* DIRECTIONS FOR THIS TASK
Go through the data below and work out how many lines contain "building"; the answer is the number alone.

* MATERIAL FOR THIS TASK
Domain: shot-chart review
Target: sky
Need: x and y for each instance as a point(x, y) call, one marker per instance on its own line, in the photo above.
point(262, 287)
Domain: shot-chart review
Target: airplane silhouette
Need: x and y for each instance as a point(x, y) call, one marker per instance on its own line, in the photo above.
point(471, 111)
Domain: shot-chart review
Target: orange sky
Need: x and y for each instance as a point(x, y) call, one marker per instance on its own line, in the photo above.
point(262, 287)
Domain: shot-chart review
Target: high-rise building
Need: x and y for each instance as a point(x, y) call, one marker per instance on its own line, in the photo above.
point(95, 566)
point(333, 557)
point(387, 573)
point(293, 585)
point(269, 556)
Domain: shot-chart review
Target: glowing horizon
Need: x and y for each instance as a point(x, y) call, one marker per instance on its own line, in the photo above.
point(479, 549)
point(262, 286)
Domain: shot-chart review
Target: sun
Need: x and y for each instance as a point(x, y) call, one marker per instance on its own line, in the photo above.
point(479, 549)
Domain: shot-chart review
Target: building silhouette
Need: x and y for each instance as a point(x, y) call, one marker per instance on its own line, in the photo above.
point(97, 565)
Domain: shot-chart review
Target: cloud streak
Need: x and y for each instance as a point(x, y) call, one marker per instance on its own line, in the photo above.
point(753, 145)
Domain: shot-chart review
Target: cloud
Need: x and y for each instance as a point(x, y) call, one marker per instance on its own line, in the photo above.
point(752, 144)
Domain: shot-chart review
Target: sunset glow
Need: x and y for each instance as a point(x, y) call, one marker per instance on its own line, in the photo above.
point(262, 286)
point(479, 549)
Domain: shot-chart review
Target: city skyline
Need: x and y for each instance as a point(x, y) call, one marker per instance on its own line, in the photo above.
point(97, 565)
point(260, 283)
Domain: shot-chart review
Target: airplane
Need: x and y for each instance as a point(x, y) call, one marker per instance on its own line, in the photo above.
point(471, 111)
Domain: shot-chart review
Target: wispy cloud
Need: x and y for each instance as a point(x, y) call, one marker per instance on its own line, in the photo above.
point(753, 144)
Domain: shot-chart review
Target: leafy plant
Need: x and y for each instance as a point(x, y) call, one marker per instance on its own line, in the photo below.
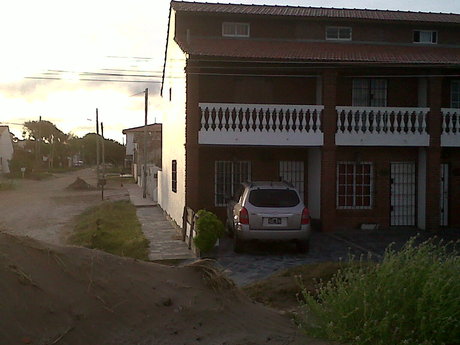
point(209, 228)
point(411, 298)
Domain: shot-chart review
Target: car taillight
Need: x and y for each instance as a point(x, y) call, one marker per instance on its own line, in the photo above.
point(305, 217)
point(244, 216)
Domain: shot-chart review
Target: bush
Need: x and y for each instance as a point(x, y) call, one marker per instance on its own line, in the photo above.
point(209, 228)
point(411, 298)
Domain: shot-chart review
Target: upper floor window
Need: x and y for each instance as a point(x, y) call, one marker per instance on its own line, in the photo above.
point(425, 36)
point(369, 92)
point(338, 33)
point(455, 94)
point(235, 29)
point(174, 176)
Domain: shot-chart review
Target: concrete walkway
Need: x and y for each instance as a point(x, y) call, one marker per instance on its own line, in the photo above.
point(165, 240)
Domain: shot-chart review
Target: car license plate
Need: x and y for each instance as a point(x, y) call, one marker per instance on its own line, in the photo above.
point(274, 220)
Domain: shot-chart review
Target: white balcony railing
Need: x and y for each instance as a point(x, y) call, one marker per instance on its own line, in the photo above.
point(382, 126)
point(450, 135)
point(260, 124)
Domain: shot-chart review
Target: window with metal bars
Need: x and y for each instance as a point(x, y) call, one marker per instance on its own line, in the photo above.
point(425, 36)
point(354, 185)
point(340, 33)
point(369, 92)
point(228, 177)
point(293, 172)
point(455, 94)
point(235, 29)
point(174, 176)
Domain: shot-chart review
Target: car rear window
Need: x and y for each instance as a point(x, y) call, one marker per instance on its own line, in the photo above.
point(273, 198)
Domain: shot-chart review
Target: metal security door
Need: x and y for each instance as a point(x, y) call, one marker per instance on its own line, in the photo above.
point(293, 172)
point(403, 198)
point(444, 204)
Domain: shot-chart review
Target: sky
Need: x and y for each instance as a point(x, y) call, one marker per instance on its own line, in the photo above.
point(64, 38)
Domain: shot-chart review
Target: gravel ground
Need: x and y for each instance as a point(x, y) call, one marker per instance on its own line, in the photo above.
point(44, 210)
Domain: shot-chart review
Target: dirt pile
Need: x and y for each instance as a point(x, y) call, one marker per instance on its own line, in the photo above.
point(71, 295)
point(80, 184)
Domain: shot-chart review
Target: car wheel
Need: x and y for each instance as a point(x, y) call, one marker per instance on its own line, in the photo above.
point(237, 244)
point(303, 246)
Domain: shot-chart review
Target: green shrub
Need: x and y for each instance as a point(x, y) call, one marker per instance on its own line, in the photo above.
point(411, 297)
point(209, 228)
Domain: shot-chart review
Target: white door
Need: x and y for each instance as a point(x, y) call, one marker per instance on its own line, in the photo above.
point(293, 172)
point(403, 197)
point(444, 204)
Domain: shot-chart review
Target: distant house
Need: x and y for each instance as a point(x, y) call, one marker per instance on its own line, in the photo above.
point(134, 159)
point(6, 149)
point(358, 108)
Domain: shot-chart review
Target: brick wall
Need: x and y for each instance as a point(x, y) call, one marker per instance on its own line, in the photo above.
point(312, 28)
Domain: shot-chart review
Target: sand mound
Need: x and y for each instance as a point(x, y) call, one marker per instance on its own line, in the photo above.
point(72, 295)
point(80, 184)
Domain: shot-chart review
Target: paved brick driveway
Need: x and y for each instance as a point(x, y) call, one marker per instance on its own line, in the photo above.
point(259, 260)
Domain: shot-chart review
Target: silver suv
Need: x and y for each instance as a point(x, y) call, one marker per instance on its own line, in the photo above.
point(268, 211)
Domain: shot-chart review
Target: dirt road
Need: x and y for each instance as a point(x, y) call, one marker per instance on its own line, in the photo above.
point(44, 209)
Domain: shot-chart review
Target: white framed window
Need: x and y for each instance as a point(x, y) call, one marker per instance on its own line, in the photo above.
point(455, 94)
point(340, 33)
point(425, 36)
point(235, 29)
point(228, 177)
point(369, 92)
point(174, 176)
point(293, 172)
point(354, 185)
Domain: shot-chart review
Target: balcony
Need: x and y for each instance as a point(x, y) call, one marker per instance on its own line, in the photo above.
point(382, 126)
point(260, 124)
point(450, 134)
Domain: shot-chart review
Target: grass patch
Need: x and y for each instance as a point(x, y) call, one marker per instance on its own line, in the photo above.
point(7, 185)
point(283, 289)
point(410, 298)
point(112, 227)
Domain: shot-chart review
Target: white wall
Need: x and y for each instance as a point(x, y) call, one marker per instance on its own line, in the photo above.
point(173, 129)
point(129, 143)
point(6, 150)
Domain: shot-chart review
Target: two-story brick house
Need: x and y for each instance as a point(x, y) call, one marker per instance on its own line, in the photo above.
point(357, 108)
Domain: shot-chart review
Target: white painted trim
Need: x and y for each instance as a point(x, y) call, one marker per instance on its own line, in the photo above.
point(220, 125)
point(379, 126)
point(450, 134)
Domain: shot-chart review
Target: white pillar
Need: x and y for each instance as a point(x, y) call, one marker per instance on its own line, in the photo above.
point(421, 189)
point(314, 182)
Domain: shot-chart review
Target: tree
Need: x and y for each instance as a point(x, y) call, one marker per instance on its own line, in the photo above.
point(50, 142)
point(114, 151)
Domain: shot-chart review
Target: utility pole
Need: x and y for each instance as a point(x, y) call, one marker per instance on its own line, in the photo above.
point(145, 143)
point(103, 161)
point(37, 150)
point(97, 145)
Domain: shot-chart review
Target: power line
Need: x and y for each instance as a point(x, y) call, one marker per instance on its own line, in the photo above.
point(99, 80)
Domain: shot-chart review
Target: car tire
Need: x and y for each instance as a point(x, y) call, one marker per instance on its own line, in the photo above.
point(237, 244)
point(303, 246)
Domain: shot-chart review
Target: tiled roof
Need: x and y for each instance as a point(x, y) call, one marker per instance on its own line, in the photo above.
point(291, 11)
point(3, 129)
point(154, 127)
point(321, 51)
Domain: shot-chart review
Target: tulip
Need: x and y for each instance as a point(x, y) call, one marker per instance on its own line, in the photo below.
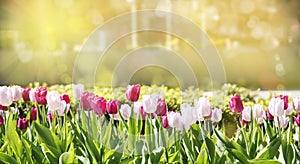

* SOLUTION TO THIS EXERCISE
2